Data extract =

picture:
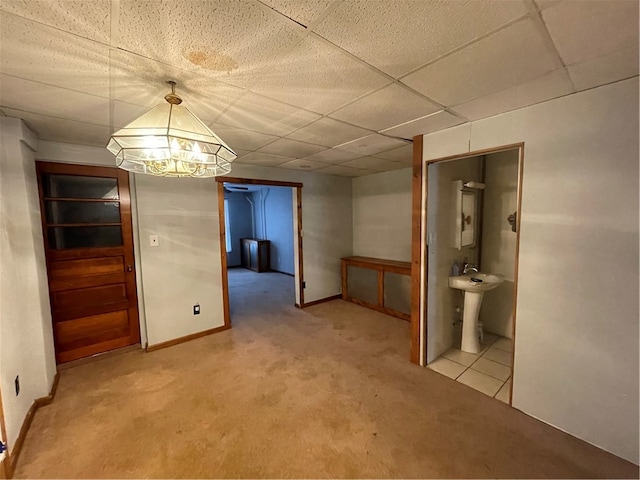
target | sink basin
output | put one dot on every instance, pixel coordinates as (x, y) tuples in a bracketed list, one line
[(473, 286), (466, 282)]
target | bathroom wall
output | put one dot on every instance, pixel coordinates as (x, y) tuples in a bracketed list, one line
[(26, 334), (240, 224), (382, 215), (577, 334), (442, 300), (498, 249)]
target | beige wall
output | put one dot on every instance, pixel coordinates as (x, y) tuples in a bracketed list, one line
[(498, 240), (26, 338), (576, 340), (382, 215)]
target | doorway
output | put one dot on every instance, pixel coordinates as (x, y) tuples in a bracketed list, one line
[(248, 247), (471, 231), (88, 242)]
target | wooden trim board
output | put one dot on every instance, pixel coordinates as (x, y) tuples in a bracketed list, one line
[(186, 338), (322, 300), (11, 459)]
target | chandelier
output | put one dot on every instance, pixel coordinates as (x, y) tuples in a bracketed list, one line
[(170, 141)]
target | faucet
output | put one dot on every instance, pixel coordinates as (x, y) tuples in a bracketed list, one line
[(469, 268)]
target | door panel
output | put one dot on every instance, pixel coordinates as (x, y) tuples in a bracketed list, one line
[(86, 219)]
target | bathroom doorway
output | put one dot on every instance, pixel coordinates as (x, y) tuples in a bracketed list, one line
[(471, 256)]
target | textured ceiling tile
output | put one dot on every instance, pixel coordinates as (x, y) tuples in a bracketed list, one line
[(430, 123), (57, 102), (232, 41), (317, 76), (328, 132), (552, 85), (399, 36), (239, 138), (303, 164), (62, 130), (142, 81), (606, 69), (291, 148), (582, 30), (86, 19), (301, 12), (514, 55), (373, 163), (341, 171), (332, 155), (255, 112), (37, 52), (263, 159), (372, 145), (402, 154), (385, 108)]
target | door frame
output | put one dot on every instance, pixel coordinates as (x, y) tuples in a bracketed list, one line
[(419, 249), (297, 221)]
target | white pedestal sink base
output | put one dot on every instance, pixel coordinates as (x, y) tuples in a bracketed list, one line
[(470, 340)]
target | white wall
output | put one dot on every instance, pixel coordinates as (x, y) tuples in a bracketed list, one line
[(498, 252), (382, 215), (26, 335), (576, 341), (441, 299)]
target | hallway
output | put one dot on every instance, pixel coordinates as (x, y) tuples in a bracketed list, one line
[(325, 392)]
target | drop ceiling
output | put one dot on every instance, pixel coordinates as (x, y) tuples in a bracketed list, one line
[(337, 87)]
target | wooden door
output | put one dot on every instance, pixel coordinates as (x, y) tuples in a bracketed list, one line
[(86, 220)]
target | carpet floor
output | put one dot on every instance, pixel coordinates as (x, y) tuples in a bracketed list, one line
[(325, 392)]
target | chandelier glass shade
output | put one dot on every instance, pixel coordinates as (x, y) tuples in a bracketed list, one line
[(170, 141)]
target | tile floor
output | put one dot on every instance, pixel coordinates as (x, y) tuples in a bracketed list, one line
[(488, 371)]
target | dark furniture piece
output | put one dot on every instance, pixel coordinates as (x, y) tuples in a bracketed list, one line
[(255, 254)]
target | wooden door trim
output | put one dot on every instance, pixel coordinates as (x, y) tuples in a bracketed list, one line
[(297, 190), (416, 240), (128, 255)]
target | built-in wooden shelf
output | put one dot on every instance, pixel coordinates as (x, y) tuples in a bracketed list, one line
[(383, 267)]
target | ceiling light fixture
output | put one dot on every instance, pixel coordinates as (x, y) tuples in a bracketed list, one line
[(170, 141)]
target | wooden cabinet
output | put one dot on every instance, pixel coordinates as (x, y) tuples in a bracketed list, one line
[(255, 254)]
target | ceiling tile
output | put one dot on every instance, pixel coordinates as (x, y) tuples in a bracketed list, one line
[(317, 76), (90, 20), (261, 114), (342, 171), (239, 138), (402, 35), (301, 12), (263, 159), (551, 85), (385, 108), (328, 132), (142, 81), (402, 154), (374, 164), (585, 30), (62, 130), (302, 164), (53, 101), (233, 41), (36, 52), (427, 124), (332, 155), (371, 145), (514, 55), (291, 148), (606, 69)]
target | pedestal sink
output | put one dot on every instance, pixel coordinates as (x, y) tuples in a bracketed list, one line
[(474, 286)]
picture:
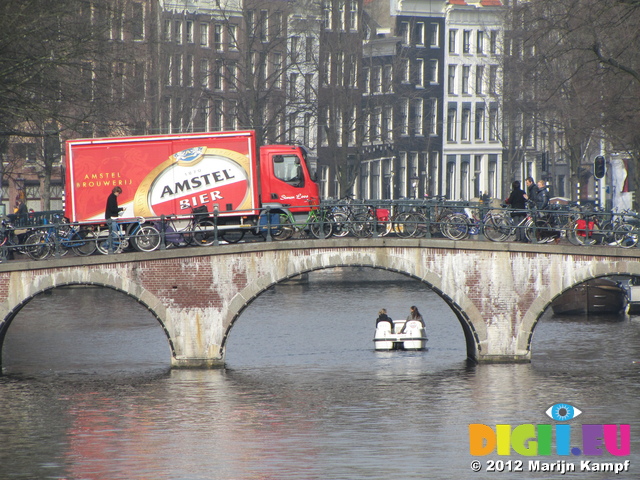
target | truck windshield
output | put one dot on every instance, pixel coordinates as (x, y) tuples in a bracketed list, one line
[(288, 169)]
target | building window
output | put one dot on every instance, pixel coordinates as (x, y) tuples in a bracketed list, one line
[(138, 21), (433, 71), (217, 37), (464, 180), (466, 41), (178, 31), (477, 171), (451, 176), (453, 36), (204, 34), (232, 30), (277, 70), (308, 49), (419, 73), (434, 35), (308, 84), (405, 70), (366, 79), (404, 117), (493, 78), (465, 127), (480, 122), (493, 42), (387, 79), (190, 31), (493, 124), (479, 79), (451, 123), (293, 80), (433, 122), (419, 34), (404, 32), (376, 79), (451, 83), (204, 73), (418, 112), (387, 124), (353, 15), (466, 69), (295, 45), (264, 25), (232, 70), (218, 75), (189, 71), (326, 15)]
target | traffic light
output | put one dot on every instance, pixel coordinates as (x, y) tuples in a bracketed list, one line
[(599, 167)]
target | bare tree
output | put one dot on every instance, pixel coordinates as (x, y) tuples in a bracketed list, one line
[(61, 74), (573, 67)]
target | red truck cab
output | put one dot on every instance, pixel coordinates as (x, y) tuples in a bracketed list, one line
[(285, 178)]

Set problem = Copy out every line of the data above word for word, leaving out the pictures.

Correct output =
picture:
target | sink basin
output | put one dot on every instance, pixel coordinates as (x, y) tuples in a bracketed list, one line
[(473, 286), (466, 282)]
target | bathroom wall
output | put one dot on every instance, pixel coordinates as (x, y) tuples in a bracketed list, one line
[(26, 334), (240, 224), (382, 215), (577, 334), (442, 300), (498, 249)]
target | beige wall
output | put one dot on every instance, pixel coordinates as (x, y) tuples in a bracketed list, one line
[(498, 240), (26, 338), (576, 340), (382, 215)]
target | doorway
output | put one dot on every instance, pixel coordinates as (x, y) tuples in a bracketed list, one line
[(248, 247), (471, 231), (88, 242)]
target | wooden trim board
output | put one dot on every instance, pixel coordinates as (x, y) tuples in a bracketed list, one line
[(186, 338), (322, 300), (11, 459)]
target | chandelier
output | put one dot on every instance, pixel coordinates as (x, y) tuples in a bracketed list, one line
[(170, 141)]
target | faucet
output | put one dot on every instance, pixel coordinates as (x, y) tuples in a bracketed list, one line
[(469, 268)]
target | door panel
output | put one dot on every instance, pixel coordinates as (x, y) tuples in a bracketed list, one line
[(86, 219)]
target | bathroom doorway
output | put one dot on every instance, pixel coordinates as (x, y) tuples in a bracketed list, one line
[(471, 256)]
target | textured ceiling tile
output | put one dot on every instance, pixel coordinates as (x, y) tuples in a bracketed list, one line
[(430, 123), (57, 102), (232, 41), (317, 76), (328, 132), (552, 85), (399, 36), (239, 138), (303, 164), (62, 130), (142, 81), (606, 69), (291, 148), (582, 30), (86, 19), (301, 12), (514, 55), (373, 163), (341, 171), (332, 155), (255, 112), (37, 52), (263, 159), (372, 145), (402, 154), (385, 108)]
target | door frame
output | put one dot on every instance, pixel coordinates as (x, y) tuples in a bracketed list, one line
[(419, 249), (297, 221)]
target | white pedestal sink base
output | put one dot on every instance, pixel coordinates as (x, y) tuples in a bracketed list, one line
[(470, 340)]
target | white wall
output | put one dot on every instance, pixel coordinates as (x, y) tuples in a bracketed list, one line
[(498, 252), (382, 215), (26, 335), (576, 341), (441, 299)]
target | hallway
output | put one dot on every instance, pixel coordinates as (x, y) tuples in a bracketed list, one line
[(325, 392)]
target | drop ceiling
output | put one dot on every instance, pixel coordinates as (x, y) tuples in a bracketed list, one line
[(337, 87)]
target | wooden door
output | put one dot on every instance, pixel coordinates as (x, y) tuples in a bracketed list, one line
[(86, 220)]
target | carpet floor
output | put one dot on every instance, pixel coordinates as (x, y) tuples in a bracketed list, one line
[(325, 392)]
target | chandelier glass shade
output | put one dot on every instance, pixel coordinates as (x, y) tuples in a bracketed list, one line
[(170, 141)]
target | tile floor
output | put one dot on every instance, pixel coordinates as (x, y) tuples in a bracketed list, one line
[(488, 371)]
target | dark furniture piece
output | put one dot on every instance, pixel coordinates as (x, y) tuples in a bracketed list, one line
[(255, 254)]
target | wooden door trim
output | put one dot on every instance, pixel coordinates as (x, y) tuples in a bracketed list, one line
[(297, 190), (416, 240), (128, 255)]
target | built-in wooden shelf
output | put one dot on every instance, pixel coordinates as (x, y) tuples in a bracketed list, one line
[(383, 267)]
target | ceiling light fixture
output | put one dot on every instance, pixel coordinates as (x, y) tuples in a bracketed list, one line
[(170, 141)]
target | wooden cabinet
output | put one dot on every instance, pixel coordinates as (x, y) tuples in a bracketed list, one line
[(255, 254)]
target | ceiling tile
output | put one dot on every instance, pixel coordinates as (x, y) tuples in a bracketed list, one line
[(317, 76), (90, 20), (261, 114), (342, 171), (239, 138), (402, 35), (301, 12), (263, 159), (551, 85), (385, 108), (328, 132), (142, 81), (402, 154), (374, 164), (585, 30), (62, 130), (302, 164), (53, 101), (233, 41), (36, 52), (427, 124), (332, 155), (371, 145), (514, 55), (291, 148), (606, 69)]
target | pedestal sink
output | put one dot on every instance, pixel coordinates as (x, y) tuples in a bracketed list, one line
[(474, 286)]
picture:
target | truck windshield
output | put one dot on every instance, pixel coordinates as (x, y) tuples in a bracketed list, one line
[(288, 169)]
target | building window
output | put one dot on every instance, pixel coordinates as (x, y) tuples in a bracketed list, one line
[(138, 21), (433, 71), (217, 37), (464, 180), (466, 41), (178, 31), (477, 171), (451, 176), (453, 36), (204, 34), (232, 30), (277, 70), (308, 49), (419, 73), (434, 35), (308, 84), (405, 70), (366, 79), (404, 117), (493, 78), (465, 127), (480, 122), (493, 42), (387, 79), (190, 31), (493, 124), (479, 79), (451, 123), (293, 80), (433, 122), (419, 34), (404, 32), (376, 79), (451, 83), (204, 73), (418, 112), (387, 124), (353, 15), (466, 69), (295, 45), (264, 25), (232, 70), (218, 75), (189, 71), (326, 15)]
target | traffic light
output | put one dot on every instance, pixel coordinates as (x, y) tuples in a bracketed list, one line
[(599, 167)]
target | bare tree
output | put one dot on every instance, pixel coordinates as (x, y) tuples in a bracketed list, one line
[(61, 74), (573, 67)]
target | red truck cab
output | put one dot on every instance, pixel coordinates as (x, y) tuples in a bracketed list, one line
[(285, 178)]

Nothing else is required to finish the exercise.